**WHAT IS REQUIRED**
Lines of the material that include the string "jacket" should be returned.

**DATA TO PROCESS**
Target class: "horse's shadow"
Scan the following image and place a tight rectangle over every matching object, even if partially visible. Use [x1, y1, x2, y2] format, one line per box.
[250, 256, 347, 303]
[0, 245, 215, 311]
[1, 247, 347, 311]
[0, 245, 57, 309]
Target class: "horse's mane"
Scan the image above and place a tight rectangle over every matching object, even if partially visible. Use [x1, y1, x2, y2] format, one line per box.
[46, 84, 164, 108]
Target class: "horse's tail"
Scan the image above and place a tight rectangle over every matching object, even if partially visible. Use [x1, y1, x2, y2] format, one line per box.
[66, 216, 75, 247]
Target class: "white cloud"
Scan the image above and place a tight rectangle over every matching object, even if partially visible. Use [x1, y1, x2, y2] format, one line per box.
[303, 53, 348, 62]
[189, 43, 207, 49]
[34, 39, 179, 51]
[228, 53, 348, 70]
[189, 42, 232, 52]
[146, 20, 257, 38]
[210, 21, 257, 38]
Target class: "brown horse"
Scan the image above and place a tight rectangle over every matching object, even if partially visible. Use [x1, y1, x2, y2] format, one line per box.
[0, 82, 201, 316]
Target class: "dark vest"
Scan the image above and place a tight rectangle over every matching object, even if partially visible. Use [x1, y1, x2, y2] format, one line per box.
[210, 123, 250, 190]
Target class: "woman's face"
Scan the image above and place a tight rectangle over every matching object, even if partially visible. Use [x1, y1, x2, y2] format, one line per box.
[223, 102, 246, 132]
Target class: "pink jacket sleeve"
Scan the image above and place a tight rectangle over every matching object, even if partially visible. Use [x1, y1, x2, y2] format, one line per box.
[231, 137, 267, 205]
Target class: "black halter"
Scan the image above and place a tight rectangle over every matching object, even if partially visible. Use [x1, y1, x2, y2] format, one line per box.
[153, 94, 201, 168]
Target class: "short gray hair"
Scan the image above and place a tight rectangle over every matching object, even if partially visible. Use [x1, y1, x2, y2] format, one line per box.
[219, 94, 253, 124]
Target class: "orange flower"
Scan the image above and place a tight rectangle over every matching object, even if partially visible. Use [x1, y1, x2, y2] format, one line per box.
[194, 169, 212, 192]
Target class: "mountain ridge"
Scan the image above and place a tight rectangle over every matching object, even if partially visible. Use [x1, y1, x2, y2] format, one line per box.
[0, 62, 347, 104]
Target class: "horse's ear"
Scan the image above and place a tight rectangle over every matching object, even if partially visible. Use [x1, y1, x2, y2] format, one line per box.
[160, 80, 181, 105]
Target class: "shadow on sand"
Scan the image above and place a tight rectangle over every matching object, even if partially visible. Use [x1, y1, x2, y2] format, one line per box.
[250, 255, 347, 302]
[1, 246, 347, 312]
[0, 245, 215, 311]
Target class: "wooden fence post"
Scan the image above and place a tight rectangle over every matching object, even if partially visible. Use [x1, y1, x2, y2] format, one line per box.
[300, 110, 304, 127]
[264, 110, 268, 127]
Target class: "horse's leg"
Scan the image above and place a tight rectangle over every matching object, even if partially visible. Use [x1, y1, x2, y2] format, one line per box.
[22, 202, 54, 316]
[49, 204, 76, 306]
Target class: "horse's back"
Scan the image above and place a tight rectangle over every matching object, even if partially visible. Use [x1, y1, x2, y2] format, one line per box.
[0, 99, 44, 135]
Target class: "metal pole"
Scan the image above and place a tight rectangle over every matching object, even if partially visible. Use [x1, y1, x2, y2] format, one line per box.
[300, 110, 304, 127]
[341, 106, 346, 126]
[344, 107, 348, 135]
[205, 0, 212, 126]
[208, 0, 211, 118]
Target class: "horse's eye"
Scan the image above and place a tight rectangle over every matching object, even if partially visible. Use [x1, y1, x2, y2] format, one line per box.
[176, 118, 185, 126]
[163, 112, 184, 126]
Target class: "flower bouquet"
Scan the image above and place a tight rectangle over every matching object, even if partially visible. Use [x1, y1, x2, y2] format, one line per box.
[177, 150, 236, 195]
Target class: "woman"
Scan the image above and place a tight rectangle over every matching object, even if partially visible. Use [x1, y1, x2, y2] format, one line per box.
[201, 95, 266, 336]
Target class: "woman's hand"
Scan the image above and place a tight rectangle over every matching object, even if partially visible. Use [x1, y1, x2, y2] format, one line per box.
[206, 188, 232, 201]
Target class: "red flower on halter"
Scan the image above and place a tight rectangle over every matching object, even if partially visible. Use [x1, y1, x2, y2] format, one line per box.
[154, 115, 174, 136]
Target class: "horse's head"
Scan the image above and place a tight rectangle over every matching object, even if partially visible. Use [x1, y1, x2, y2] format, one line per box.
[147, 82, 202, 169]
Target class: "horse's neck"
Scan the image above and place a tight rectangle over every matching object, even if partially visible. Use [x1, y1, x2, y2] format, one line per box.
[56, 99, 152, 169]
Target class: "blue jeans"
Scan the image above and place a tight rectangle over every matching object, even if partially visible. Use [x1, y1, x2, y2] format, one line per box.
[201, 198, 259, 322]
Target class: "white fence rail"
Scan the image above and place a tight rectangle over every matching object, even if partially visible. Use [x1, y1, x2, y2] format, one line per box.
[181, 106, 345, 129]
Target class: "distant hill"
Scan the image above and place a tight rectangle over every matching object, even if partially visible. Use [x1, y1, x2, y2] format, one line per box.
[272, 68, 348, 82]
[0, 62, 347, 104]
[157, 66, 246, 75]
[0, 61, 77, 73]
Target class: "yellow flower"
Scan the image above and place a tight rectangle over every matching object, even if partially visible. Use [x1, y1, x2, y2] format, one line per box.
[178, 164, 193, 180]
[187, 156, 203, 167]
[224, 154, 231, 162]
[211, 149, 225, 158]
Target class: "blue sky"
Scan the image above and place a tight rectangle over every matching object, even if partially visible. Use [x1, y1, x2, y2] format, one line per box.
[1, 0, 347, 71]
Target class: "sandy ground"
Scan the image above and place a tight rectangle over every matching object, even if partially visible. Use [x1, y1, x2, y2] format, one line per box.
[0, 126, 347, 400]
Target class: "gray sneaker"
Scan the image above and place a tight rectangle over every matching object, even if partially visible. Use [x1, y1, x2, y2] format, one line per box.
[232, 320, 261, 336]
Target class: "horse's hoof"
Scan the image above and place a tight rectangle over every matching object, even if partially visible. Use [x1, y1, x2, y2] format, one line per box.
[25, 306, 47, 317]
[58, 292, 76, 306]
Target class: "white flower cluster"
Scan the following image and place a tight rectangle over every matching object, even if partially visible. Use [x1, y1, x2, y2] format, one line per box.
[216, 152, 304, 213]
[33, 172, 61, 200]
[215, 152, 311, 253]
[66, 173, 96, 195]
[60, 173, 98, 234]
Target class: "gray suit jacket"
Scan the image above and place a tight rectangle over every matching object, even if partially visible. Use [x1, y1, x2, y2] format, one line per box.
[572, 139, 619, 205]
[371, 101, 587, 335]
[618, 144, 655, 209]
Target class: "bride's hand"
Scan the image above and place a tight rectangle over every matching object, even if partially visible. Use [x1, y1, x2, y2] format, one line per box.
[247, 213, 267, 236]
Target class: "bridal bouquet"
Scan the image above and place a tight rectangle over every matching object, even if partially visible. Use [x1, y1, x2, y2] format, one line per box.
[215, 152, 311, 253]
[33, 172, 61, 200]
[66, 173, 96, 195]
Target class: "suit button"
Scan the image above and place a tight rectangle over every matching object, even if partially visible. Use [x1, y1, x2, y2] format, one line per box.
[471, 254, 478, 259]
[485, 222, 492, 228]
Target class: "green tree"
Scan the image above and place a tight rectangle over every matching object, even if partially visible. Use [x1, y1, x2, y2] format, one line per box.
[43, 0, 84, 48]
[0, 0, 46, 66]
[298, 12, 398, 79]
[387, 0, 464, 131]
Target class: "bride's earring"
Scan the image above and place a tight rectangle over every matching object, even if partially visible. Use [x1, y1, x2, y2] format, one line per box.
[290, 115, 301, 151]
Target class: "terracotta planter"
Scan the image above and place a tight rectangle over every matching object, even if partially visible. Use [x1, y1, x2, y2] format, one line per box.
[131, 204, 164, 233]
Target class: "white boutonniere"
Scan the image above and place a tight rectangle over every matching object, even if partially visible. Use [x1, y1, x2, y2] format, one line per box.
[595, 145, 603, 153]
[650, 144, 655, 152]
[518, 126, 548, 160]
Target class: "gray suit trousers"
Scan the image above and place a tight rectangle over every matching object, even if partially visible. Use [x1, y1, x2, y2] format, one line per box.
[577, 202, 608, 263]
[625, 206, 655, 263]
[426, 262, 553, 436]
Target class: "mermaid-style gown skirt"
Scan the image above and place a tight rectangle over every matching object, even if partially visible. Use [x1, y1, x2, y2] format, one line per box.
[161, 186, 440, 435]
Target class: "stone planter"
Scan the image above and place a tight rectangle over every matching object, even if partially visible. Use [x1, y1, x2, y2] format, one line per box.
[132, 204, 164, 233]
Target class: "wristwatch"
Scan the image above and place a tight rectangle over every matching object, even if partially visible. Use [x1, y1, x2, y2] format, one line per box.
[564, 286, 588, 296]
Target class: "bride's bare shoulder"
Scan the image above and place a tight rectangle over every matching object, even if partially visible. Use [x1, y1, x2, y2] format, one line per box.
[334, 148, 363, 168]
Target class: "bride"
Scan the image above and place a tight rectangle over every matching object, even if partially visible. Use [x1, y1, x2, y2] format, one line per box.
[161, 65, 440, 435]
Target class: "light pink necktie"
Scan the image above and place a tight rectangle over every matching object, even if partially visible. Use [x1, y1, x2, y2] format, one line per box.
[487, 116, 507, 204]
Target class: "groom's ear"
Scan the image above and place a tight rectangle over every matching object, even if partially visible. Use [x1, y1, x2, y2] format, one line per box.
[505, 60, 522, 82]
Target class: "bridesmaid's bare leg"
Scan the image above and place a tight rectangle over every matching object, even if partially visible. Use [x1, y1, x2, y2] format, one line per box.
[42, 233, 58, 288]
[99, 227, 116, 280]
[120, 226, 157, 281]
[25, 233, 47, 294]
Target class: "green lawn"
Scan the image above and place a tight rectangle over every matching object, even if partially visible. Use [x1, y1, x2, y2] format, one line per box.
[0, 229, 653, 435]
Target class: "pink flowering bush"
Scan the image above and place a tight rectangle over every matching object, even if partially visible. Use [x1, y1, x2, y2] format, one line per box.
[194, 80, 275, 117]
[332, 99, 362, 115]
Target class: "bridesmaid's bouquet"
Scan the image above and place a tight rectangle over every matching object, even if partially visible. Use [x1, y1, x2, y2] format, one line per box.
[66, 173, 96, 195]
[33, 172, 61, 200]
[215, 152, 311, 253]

**REPLY TO THE EXERCISE**
Target class: "pink jacket sleeve"
Target class: "gray suit jacket"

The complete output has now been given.